■ Data supplied
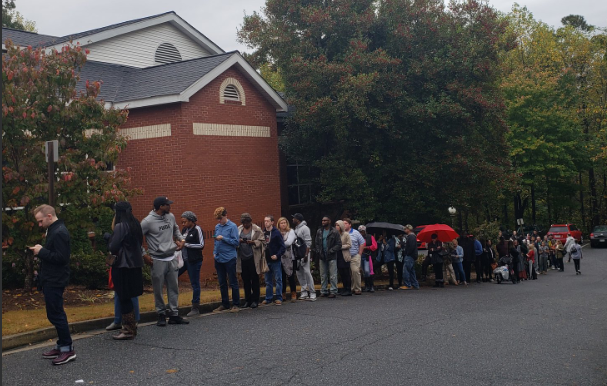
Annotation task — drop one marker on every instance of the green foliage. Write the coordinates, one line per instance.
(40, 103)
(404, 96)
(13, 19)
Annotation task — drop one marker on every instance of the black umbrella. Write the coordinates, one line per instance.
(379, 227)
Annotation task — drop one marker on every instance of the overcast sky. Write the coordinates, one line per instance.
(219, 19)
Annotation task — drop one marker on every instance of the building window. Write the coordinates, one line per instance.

==

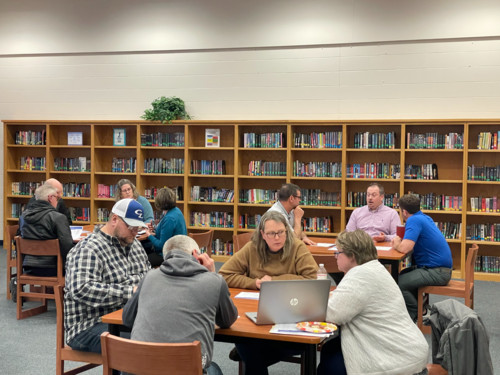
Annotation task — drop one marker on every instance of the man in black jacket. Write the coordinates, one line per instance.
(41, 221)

■ Given problem
From the records above, extract each line in which the word "marker" appears, and reproduce every such line in full.

■ Result for this exercise
Annotation task — drop one marker on every instance of the green foliage. Write the coordinates, one line per instance.
Annotation task — drop one marker on every instance of the black umbrella. Write the coordinates, one line per instance.
Annotation task — drop one marker on every instance of the overcast sky. Write the coordinates, one line per instance.
Annotation task — drop one marker on every instance of the building window. Write the coordinates, one line per instance.
Annotation task — drop one marker on every instance of the man in black jacket. Write the coordinates, one line per instance.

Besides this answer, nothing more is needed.